# [Exercise objective]
All of the data that follows should be output again without any alteration.

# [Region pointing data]
------------------------------------

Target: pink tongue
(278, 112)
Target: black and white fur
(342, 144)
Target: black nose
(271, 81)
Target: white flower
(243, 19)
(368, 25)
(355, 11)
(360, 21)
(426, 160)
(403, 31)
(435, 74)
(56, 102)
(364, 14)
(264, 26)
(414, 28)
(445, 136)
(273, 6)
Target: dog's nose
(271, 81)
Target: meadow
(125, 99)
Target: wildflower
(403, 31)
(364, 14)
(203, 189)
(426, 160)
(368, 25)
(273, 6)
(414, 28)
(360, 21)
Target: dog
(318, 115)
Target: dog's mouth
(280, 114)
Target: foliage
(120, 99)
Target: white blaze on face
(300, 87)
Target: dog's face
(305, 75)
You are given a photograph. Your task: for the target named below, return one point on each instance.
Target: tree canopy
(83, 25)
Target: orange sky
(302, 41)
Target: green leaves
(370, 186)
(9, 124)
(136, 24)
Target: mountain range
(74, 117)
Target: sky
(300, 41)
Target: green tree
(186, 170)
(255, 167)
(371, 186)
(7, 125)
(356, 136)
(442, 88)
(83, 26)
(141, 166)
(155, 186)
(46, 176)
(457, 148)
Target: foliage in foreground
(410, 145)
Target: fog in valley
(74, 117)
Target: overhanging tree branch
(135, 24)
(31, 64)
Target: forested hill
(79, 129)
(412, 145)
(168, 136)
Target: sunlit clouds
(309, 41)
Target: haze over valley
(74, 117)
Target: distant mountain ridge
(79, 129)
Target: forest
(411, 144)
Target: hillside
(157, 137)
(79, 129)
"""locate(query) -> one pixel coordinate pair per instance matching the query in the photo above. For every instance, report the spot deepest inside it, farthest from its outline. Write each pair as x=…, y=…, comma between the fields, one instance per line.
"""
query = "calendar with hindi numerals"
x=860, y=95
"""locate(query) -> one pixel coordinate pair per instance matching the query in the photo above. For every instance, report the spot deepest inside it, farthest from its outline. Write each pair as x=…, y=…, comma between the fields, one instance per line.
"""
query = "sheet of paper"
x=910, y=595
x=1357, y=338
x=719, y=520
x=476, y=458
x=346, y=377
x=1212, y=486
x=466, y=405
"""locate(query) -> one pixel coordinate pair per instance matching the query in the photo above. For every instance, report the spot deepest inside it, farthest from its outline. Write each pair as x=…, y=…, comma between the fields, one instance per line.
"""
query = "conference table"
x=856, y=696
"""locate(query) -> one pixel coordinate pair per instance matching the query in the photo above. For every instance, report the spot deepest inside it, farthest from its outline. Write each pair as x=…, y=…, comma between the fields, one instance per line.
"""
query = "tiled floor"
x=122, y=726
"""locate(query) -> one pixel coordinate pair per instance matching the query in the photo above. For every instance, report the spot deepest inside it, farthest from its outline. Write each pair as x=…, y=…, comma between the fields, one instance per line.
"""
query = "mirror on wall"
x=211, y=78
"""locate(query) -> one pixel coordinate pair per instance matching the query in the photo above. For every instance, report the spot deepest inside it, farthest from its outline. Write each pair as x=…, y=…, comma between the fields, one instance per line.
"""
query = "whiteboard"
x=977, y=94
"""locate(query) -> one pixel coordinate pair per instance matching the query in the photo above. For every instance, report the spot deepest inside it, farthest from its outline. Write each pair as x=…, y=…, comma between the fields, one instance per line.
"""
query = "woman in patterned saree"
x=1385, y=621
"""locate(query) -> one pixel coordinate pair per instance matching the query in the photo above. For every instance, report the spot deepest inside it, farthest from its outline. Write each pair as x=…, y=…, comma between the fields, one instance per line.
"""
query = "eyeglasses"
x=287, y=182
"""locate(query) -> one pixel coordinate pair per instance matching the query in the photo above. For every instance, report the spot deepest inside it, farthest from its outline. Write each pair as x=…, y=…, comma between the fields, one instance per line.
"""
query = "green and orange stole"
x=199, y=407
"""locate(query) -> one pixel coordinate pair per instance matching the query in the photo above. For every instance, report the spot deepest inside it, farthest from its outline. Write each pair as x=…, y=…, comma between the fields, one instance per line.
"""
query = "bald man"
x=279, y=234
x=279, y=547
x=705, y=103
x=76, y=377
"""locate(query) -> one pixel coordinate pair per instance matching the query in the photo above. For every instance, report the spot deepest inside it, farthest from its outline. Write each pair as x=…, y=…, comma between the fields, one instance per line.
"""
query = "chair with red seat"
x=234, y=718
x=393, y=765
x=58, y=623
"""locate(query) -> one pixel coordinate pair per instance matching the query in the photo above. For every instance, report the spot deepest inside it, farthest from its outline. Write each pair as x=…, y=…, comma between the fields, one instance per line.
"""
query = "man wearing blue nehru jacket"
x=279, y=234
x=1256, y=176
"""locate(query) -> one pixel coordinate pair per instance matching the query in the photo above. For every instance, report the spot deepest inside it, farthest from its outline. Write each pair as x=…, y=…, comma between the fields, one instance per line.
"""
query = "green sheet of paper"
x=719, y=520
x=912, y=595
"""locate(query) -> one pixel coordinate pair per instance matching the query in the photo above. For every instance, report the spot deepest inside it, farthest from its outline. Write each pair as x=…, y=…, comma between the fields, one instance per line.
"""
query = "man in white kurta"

------------------------------------

# [Response to the exercise]
Target: pink tongue
(278, 112)
Target: black and white fur
(342, 144)
Target: black nose
(271, 81)
Target: white flower
(243, 19)
(368, 25)
(355, 11)
(360, 21)
(426, 160)
(403, 31)
(435, 74)
(56, 102)
(364, 14)
(264, 26)
(414, 28)
(445, 136)
(273, 6)
Target: dog's nose
(271, 81)
Target: meadow
(125, 99)
Target: wildflower
(403, 31)
(364, 14)
(203, 189)
(426, 160)
(368, 25)
(273, 6)
(414, 28)
(360, 21)
Target: dog
(318, 115)
Target: dog's mouth
(280, 114)
Target: foliage
(120, 99)
Target: white blaze on face
(300, 87)
Target: dog's face
(305, 75)
You are given a photograph. Your task: for the target named below, return one point on each instance.
Target: tree canopy
(83, 25)
Target: orange sky
(302, 41)
Target: green leaves
(370, 186)
(9, 124)
(136, 24)
Target: mountain range
(74, 117)
Target: sky
(300, 41)
Target: green tree
(186, 170)
(255, 167)
(371, 186)
(7, 125)
(356, 136)
(442, 88)
(83, 26)
(141, 166)
(155, 186)
(46, 176)
(457, 148)
Target: foliage in foreground
(410, 145)
Target: fog in valley
(74, 117)
Target: overhanging tree branch
(135, 24)
(31, 64)
Target: forested hill
(79, 129)
(412, 145)
(168, 136)
Target: sunlit clouds
(309, 41)
Target: haze over valley
(74, 117)
Target: distant mountain ridge
(79, 129)
Target: forest
(411, 144)
Target: hillside
(157, 137)
(79, 129)
"""locate(query) -> one pixel coordinate pair per instance matching the query in the photo above. For every instance, report the spot deepest inside it, farthest from its outline. Write each pair as x=…, y=…, comma between the fields, one instance per line.
"""
query = "calendar with hindi numerals"
x=860, y=95
"""locate(query) -> one pixel coordinate pair per instance matching the query in the photo above. For every instance, report the spot deepest inside it, farthest from its outline. Write each pair as x=…, y=…, comma between the fields, one instance per line.
"""
query = "sheet of paper"
x=910, y=595
x=1357, y=338
x=719, y=520
x=476, y=458
x=346, y=377
x=1212, y=486
x=466, y=405
"""locate(query) -> one pixel coordinate pair per instance matching the query in the photo above. For every instance, report the spot deepest inside it, farthest from its outline. Write each pair as x=…, y=…, comma between the fields, one instance per line.
"""
query = "conference table"
x=856, y=696
"""locate(query) -> one pixel coordinate pair per instance matching the query in the photo above. For every instance, report the spot deepest inside it, farthest from its outline. Write each pair as x=…, y=…, comma between the fields, one instance per line.
"""
query = "tiled floor"
x=122, y=726
"""locate(query) -> one pixel coordinate pair per instance matching the query in the photo above. For every instance, report the spot deepest inside it, farthest from its outline. Write each pair as x=…, y=…, comma between the fields, one instance per line.
"""
query = "mirror on wall"
x=211, y=78
"""locate(query) -> one pixel coordinate pair per instance matching the query in the photo above. For every instance, report the spot deepest inside it, farthest from its outline. Write each pair as x=…, y=…, comma between the fields, one instance per line.
"""
query = "whiteboard"
x=977, y=94
"""locate(query) -> one pixel coordinate pair per instance matching the query in the photo above. For every instance, report the spot deepest inside it, farthest from its outline. Write each pair as x=…, y=…, comma between the fields, one instance per line.
"""
query = "woman in patterned saree"
x=1385, y=621
"""locate(query) -> one pixel coordinate pair per instance matching the query in the photo above. For every instance, report the spot deepest inside it, farthest from its outline. Write each pair as x=…, y=…, comma between the fields, one instance per line.
"""
query = "eyeglasses"
x=287, y=182
"""locate(query) -> one pixel coordinate pair per instance matching the query in the photo above. For every instance, report the spot deepest inside it, farthest from its outline. Write each pair as x=…, y=…, comma between the fields, one instance per line.
"""
query = "green and orange stole"
x=199, y=407
"""locate(query) -> one pixel coordinate pair per instance matching the query in the photo above. For every instance, report the spot deepest inside it, farthest from its outline. Write each pair as x=…, y=…, comma between the fields, one instance per line.
"""
query = "bald man"
x=279, y=234
x=279, y=547
x=705, y=103
x=76, y=377
"""locate(query) -> one pixel coordinate pair per instance matching the query in the photo above. For every instance, report the spot deepest inside it, farthest from its outline. Write each pair as x=…, y=…, comma between the fields, one instance per line.
"""
query = "chair with red seat"
x=234, y=718
x=393, y=765
x=58, y=623
"""locate(query) -> one pixel coordinate pair per instance matching the query in the photo above. For every instance, report the spot deepest inside it, farthest from its outline. Write each pair as x=…, y=…, comma between the fields, one instance per line.
"""
query = "man wearing blue nehru jacket"
x=279, y=234
x=1256, y=176
"""locate(query) -> one pixel coordinate pair per instance matching the query in the photo above. For every instance, report the spot deepest inside it, farthest from its outline. Write each pair as x=…, y=…, comma between the fields, one instance per line.
"""
query = "green sheet of paper"
x=719, y=520
x=912, y=595
"""locate(query) -> one pixel coordinate pair per instance matching the query in the photo above. For every instance, report the spot deepest inside it, farthest from its outline. Write each pair as x=…, y=…, comma between the fields, one instance per line.
"""
query = "man in white kurta"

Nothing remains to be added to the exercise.